TEKS BACAAN:
= = = = = = =

Minggu, 17 Januari 2016

#3 Al-Mughirah bin Syu’bah bin Abu Amir R.A.

Al-Mughirah bin Syu’bah adalah seorang yang gagah berani lagi cerdik. Beliau lahir di Thaif sekitar tahun 20 sebelum Hijriah. Ayah beliau bernama Syu’bah bin Abu ‘Amir yang termasuk salah seorang ilmuan yang mumpuni dalam mengambil keputusan dan kebijakan. Ibunya seorang wanita keturunan Nashr bin Mu’awiyah. Seorang wanita yang seluruh hidupnya dipersembahkan untuk kebahagiaan suami dan mendidik anak-anaknya.

= = = = = = =

DATA:

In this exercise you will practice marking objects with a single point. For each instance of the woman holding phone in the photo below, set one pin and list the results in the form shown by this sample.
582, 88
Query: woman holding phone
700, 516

= = = = = = =

TUGAS DAN LATIHAN:
a) Salinlah dengan tepat bagian teks tentang Al-Mughirah bin Syu’bah yang terletak di antara "Minggu, 17 Januari" dan "dan mendidik anak-anaknya.", termasuk kedua batas tersebut.
b) Tuliskan kelanjutan teks tentang Al-Mughirah bin Syu’bah, dimulai setelah kalimat terakhirnya.

HASIL PENGERJAAN TUGAS:
a)
Minggu, 17 Januari 2016

#3 Al-Mughirah bin Syu’bah bin Abu Amir R.A.

Al-Mughirah bin Syu’bah adalah seorang yang gagah berani lagi cerdik. Beliau lahir di Thaif sekitar tahun 20 sebelum Hijriah. Ayah beliau bernama Syu’bah bin Abu ‘Amir yang termasuk salah seorang ilmuan yang mumpuni dalam mengambil keputusan dan kebijakan. Ibunya seorang wanita keturunan Nashr bin Mu’awiyah. Seorang wanita yang seluruh hidupnya dipersembahkan untuk kebahagiaan suami dan mendidik anak-anaknya.

b)
Kisahnya berawal ketika sekelompok orang dari bani Malik mengirim utusan ke Muqauqis dengan membawa hadiah-hadiah yang mahal. Muqauqis adalah seorang gubernur Romawi yang pada saat itu menduduki Iskandaria di Mesir. Al-Mughirah bersikeras untuk ikut rombongan tersebut meskipun telah dilarang oleh pamannya ‘Urwah bin Mas’ud. Alhasil, Al-Mughirah merupakan satu-satunya orang dari bani Ahlaf yang ikut menemui Muqauqis.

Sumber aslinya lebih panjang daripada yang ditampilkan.